◆ What the task requires ◆
Transcribe all the data, leaving each word as it is.

◆ Material to process ◆
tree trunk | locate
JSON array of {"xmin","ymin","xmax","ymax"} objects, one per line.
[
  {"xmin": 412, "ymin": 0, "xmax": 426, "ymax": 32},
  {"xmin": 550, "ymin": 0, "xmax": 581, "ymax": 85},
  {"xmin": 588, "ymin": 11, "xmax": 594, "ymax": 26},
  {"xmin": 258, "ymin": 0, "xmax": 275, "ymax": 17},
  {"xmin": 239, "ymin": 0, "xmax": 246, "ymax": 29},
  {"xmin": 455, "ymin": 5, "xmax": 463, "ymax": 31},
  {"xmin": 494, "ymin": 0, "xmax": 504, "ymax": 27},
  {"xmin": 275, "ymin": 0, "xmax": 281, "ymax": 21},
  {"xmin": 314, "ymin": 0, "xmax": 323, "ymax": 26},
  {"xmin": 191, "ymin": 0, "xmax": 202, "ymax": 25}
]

◆ Solution to this exercise ◆
tree trunk | locate
JSON array of {"xmin","ymin","xmax","ymax"} objects, one per line.
[
  {"xmin": 412, "ymin": 0, "xmax": 426, "ymax": 32},
  {"xmin": 550, "ymin": 0, "xmax": 581, "ymax": 85},
  {"xmin": 588, "ymin": 11, "xmax": 594, "ymax": 26},
  {"xmin": 258, "ymin": 0, "xmax": 275, "ymax": 17},
  {"xmin": 239, "ymin": 0, "xmax": 246, "ymax": 29},
  {"xmin": 455, "ymin": 5, "xmax": 463, "ymax": 31},
  {"xmin": 494, "ymin": 0, "xmax": 504, "ymax": 27},
  {"xmin": 275, "ymin": 0, "xmax": 281, "ymax": 21},
  {"xmin": 314, "ymin": 0, "xmax": 323, "ymax": 26},
  {"xmin": 191, "ymin": 0, "xmax": 202, "ymax": 25}
]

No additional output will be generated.